**PROVIDED ENTRIES**.

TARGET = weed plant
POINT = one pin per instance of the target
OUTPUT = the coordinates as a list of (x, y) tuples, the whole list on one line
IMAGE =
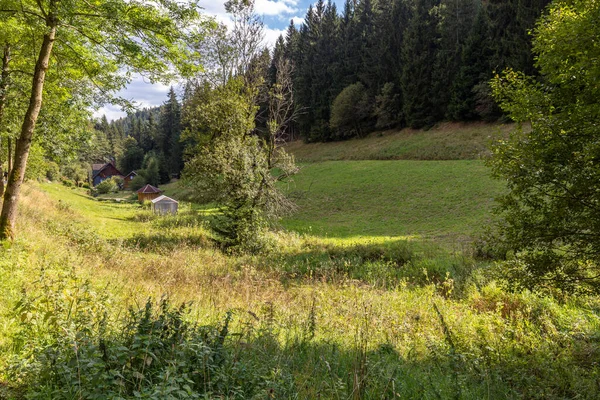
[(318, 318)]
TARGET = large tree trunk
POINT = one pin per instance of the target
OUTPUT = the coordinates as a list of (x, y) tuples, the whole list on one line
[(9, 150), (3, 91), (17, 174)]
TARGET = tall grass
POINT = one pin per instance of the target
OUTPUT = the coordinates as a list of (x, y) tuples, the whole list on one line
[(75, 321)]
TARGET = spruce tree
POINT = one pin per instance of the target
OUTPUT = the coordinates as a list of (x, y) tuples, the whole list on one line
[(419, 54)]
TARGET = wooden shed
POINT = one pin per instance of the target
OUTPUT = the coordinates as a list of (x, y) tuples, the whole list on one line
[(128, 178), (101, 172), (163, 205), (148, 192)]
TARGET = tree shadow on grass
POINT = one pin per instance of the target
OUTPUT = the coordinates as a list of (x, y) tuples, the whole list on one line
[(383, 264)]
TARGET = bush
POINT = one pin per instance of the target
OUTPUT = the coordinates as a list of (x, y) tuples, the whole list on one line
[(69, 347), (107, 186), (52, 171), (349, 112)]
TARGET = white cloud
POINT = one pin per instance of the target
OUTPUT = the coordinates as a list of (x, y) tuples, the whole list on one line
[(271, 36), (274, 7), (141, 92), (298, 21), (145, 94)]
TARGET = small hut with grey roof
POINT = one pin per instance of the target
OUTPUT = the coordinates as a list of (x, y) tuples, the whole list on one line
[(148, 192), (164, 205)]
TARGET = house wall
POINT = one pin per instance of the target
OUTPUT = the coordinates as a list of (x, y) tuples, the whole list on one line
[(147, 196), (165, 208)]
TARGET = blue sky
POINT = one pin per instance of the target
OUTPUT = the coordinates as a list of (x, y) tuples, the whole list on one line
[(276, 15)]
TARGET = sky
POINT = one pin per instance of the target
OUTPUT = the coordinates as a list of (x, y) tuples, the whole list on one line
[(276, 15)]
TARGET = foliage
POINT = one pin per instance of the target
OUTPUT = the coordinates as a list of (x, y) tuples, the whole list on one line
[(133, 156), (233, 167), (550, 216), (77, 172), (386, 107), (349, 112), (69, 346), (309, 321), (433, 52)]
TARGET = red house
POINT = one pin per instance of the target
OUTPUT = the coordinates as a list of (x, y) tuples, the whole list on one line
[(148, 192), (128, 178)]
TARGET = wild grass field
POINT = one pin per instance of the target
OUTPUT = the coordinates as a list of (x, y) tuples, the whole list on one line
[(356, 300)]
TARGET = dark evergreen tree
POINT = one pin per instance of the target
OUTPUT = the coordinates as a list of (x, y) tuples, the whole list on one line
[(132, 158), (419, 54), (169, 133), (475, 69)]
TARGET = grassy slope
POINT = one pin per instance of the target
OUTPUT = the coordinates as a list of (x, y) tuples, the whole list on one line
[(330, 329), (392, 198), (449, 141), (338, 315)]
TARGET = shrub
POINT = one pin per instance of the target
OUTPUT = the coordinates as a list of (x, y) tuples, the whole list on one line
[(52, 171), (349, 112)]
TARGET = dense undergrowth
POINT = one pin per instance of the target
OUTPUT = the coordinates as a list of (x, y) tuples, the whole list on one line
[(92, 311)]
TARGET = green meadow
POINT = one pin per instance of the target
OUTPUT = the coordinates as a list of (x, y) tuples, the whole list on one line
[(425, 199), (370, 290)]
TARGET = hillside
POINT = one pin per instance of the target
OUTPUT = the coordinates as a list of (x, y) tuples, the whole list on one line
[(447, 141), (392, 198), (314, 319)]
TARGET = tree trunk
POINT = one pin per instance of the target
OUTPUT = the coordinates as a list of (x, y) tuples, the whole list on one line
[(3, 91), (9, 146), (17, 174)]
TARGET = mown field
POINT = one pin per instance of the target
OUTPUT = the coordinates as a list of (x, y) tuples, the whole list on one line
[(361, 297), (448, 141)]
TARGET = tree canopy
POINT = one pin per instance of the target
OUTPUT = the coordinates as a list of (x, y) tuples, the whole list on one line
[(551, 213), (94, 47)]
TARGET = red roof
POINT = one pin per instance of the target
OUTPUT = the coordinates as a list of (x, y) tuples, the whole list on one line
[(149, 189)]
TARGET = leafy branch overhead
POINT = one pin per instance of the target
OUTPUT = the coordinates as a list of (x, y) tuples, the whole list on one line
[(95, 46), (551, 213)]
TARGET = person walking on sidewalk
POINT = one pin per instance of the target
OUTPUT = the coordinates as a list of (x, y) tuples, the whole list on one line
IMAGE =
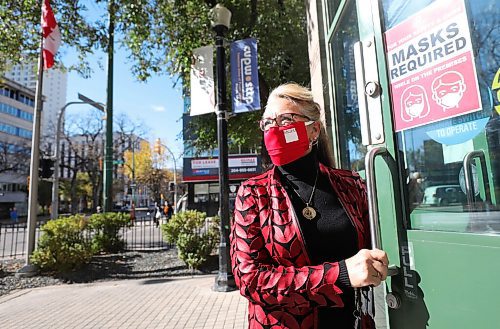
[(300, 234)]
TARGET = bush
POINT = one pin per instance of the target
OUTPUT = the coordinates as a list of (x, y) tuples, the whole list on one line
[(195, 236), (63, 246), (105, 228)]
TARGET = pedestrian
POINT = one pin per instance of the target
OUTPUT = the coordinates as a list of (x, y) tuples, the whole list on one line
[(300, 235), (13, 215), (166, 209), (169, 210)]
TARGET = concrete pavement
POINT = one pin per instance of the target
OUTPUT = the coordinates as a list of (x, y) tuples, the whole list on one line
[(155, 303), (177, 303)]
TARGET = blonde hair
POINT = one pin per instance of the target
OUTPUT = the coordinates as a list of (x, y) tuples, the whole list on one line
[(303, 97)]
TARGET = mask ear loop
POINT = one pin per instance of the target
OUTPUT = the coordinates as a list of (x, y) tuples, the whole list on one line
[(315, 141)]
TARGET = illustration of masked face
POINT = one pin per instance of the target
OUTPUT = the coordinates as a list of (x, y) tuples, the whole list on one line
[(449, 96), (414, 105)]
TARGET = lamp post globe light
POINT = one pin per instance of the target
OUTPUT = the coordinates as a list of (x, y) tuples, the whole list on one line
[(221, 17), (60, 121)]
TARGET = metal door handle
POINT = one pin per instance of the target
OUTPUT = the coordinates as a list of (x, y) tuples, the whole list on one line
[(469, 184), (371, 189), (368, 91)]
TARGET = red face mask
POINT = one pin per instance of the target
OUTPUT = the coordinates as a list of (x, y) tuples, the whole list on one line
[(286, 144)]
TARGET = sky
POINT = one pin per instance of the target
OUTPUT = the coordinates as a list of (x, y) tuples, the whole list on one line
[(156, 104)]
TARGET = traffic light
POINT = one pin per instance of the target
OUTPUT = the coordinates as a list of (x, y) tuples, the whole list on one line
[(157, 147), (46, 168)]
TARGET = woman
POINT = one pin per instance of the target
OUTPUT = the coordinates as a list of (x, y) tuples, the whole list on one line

**TASK PROMPT**. Format the lines of every item above as a single numbered list, omitting any blank lines and leaving the pictures out of your answer.

**ANSWER FOR THIS EXERCISE**.
1. TARGET = weed plant
2. POINT = one pin per instance of the target
3. OUTPUT = the coordinates as a list of (x, y) tuples, the whole list on one line
4. IMAGE =
5. [(318, 318)]
6. TARGET = large tree trunk
7. POINT = one pin per instance of the target
8. OUTPUT = the coordinates as a list of (x, y) tuples, the whole list on one line
9. [(9, 150), (3, 91), (17, 174)]
10. TARGET = tall grass
11. POINT = one pin per instance of the target
12. OUTPUT = the coordinates as a list of (x, y) tuples, the whole list on one line
13. [(75, 321)]
14. TARGET = spruce tree
15. POINT = one pin per instance of the target
16. OUTPUT = the coordinates as a list of (x, y) tuples, the whole list on one line
17. [(419, 54)]
18. TARGET = wooden shed
19. POINT = one pin per instance of the target
20. OUTPUT = the coordinates as a list of (x, y) tuples, the whole list on one line
21. [(128, 178), (101, 172), (163, 205), (148, 192)]
22. TARGET = tree shadow on grass
23. POINT = one pin per instance of the target
24. OUTPUT = the coordinates as a list of (x, y) tuples, the whole list on one line
25. [(383, 264)]
26. TARGET = bush
27. POINT = one pin per instance of the target
28. OUTPUT = the coordinates as a list of (x, y) tuples, the whole list on one line
29. [(69, 347), (107, 186), (52, 171), (349, 112)]
30. TARGET = white cloud
31. POINT = one pin per instance of the target
32. OUTPUT = the coordinates as a list of (x, y) tuples, the whole list on one line
33. [(271, 36), (274, 7), (141, 92), (298, 21), (145, 94)]
34. TARGET = small hut with grey roof
35. POINT = one pin per instance of the target
36. OUTPUT = the coordinates as a list of (x, y) tuples, the whole list on one line
37. [(148, 192), (164, 205)]
38. TARGET = house wall
39. POINT = one pin per instance of the target
40. OUTPUT = the coordinates as a list of (x, y) tuples, the whole list on one line
41. [(147, 196), (165, 208)]
42. TARGET = blue sky
43. POINT = one pin per instance of the target
44. OUTPUT = the coordinates as a list of (x, y) tuples, the whole list on one line
45. [(276, 15)]
46. TARGET = sky
47. POINT = one pin per instance of the target
48. OUTPUT = the coordinates as a list of (x, y) tuples, the whole list on one line
49. [(276, 15)]
50. TARGET = foliage
51. POINT = one pin per instance of the target
52. OUTPUT = the coordinates as a list of (x, y) tuples, the whole list on one line
53. [(133, 156), (233, 167), (550, 216), (77, 172), (386, 107), (349, 112), (69, 346), (309, 321), (433, 52)]
54. TARGET = red house
55. POINT = one pin per instance of the target
56. OUTPUT = the coordinates as a list of (x, y) tuples, the whole list on one line
57. [(148, 192), (128, 178)]
58. TARGET = wild grass field
59. POINT = one pin per instance of the target
60. OUTPUT = the coordinates as a list of (x, y) tuples, the whole list on one line
61. [(356, 300)]
62. TARGET = dark evergreen tree
63. POINT = one pin per instance of the target
64. OUTPUT = the coordinates as a list of (x, y) tuples, the whole list on one line
65. [(132, 158), (419, 54), (169, 133), (475, 69)]
66. TARGET = grassy slope
67. POINT = one pin per instance of the target
68. OUTPUT = the coordinates as a list of (x, y) tuples, the whole list on one line
69. [(330, 329), (392, 198), (449, 141), (338, 315)]
70. TARGET = shrub
71. POINT = one pin per instance of the target
72. OUTPUT = the coordinates as a list of (x, y) tuples, the whole list on one line
73. [(52, 171), (349, 112)]
74. TARGET = dense undergrowth
75. POINT = one pin per instance of the target
76. OUTPUT = the coordinates as a list of (x, y) tuples, the whole list on one line
77. [(92, 311)]
78. TARGET = green meadow
79. POINT = one pin per instance of the target
80. OUTPUT = the coordinates as a list of (x, y) tuples, the whole list on one line
81. [(425, 199), (370, 290)]
82. TARGET = hillside
83. POINT = one pin per instance of the target
84. OUTPUT = the coordinates as a list of (x, y) tuples, the whole list on one line
85. [(447, 141), (392, 198), (314, 319)]
86. TARGET = tree trunk
87. POINT = one pin per instance of the target
88. OUTPUT = the coordinates as a list of (x, y) tuples, the whole list on one line
89. [(3, 91), (9, 146), (17, 174)]
90. TARGET = mown field
91. POINT = one pin per instance of the target
92. OUTPUT = the coordinates as a list of (x, y) tuples, the whole list on one line
93. [(361, 297), (448, 141)]
94. TARGET = tree canopy
95. POINT = one pin per instance of the target
96. OUTPUT = the coordinates as a list of (x, y) tuples, the whole list on one line
97. [(551, 213), (94, 47)]
98. TARGET = red roof
99. POINT = one pin per instance of the target
100. OUTPUT = the coordinates as a list of (x, y) tuples, the whole list on one line
101. [(149, 189)]
102. TARGET = leafy branch overhead
103. POINT = one pin per instance of the target
104. OUTPUT = the coordinates as a list of (x, y) tuples, the whole list on one line
105. [(95, 46), (551, 213)]
106. TARGET = person walking on sidewalk
107. POINT = one pin per instance of the target
108. OUTPUT = the coordinates as a list of (x, y) tuples, the whole list on one line
109. IMAGE =
110. [(300, 234)]
111. TARGET = bush
112. POINT = one pin per instance of the target
113. OUTPUT = the coordinates as a list of (x, y) tuples, the whole list on one line
114. [(195, 236), (63, 246), (105, 228)]
115. TARGET = pedestrian
116. POINT = one pin per instance of the target
117. OUTPUT = the coordinates as a list of (x, y) tuples, the whole list on one line
118. [(300, 235), (13, 215), (166, 209), (169, 210)]
119. TARGET = concrete pavement
120. POINT = one pin per instance of the target
121. OUTPUT = the coordinates as a list of (x, y) tuples, the whole list on one line
122. [(155, 303), (177, 303)]
123. TARGET = blonde hair
124. POINT = one pin per instance of the target
125. OUTPUT = the coordinates as a list of (x, y) tuples, the whole list on one line
126. [(303, 97)]
127. TARGET = mask ear loop
128. POINT = one pin per instance of the target
129. OUTPUT = the coordinates as a list of (x, y) tuples, the whole list on one line
130. [(315, 141)]
131. TARGET = illustration of masked face
132. POINT = one pin per instance of the target
133. OUTPUT = the coordinates as a list of (x, y) tuples, the whole list on one line
134. [(449, 96), (414, 105)]
135. TARGET = lamp post globe light
136. POINT = one pin per instance of the target
137. OUTPUT = the coordinates as a list of (x, y) tuples, the whole list on one line
138. [(221, 17), (60, 121)]
139. TARGET = metal door handle
140. POINT = one pin per instance of the target
141. OUTPUT = the coordinates as a list of (x, y) tuples, the whole list on one line
142. [(469, 184), (371, 189), (368, 91)]
143. TARGET = red face mask
144. POINT = one pin per instance of the target
145. OUTPUT = the coordinates as a list of (x, y) tuples, the whole list on one line
146. [(286, 144)]
147. TARGET = sky
148. POINT = one pin per instance of the target
149. OUTPUT = the coordinates as a list of (x, y) tuples, the whole list on one line
150. [(156, 104)]
151. TARGET = traffic light
152. POINT = one pin per instance of the target
153. OUTPUT = the coordinates as a list of (x, y) tuples, the whole list on one line
154. [(157, 147), (46, 168)]
155. TARGET = woman
156. POINT = one pin per instance of the target
157. OUTPUT = the coordinates as a list of (x, y) tuples, the whole list on one line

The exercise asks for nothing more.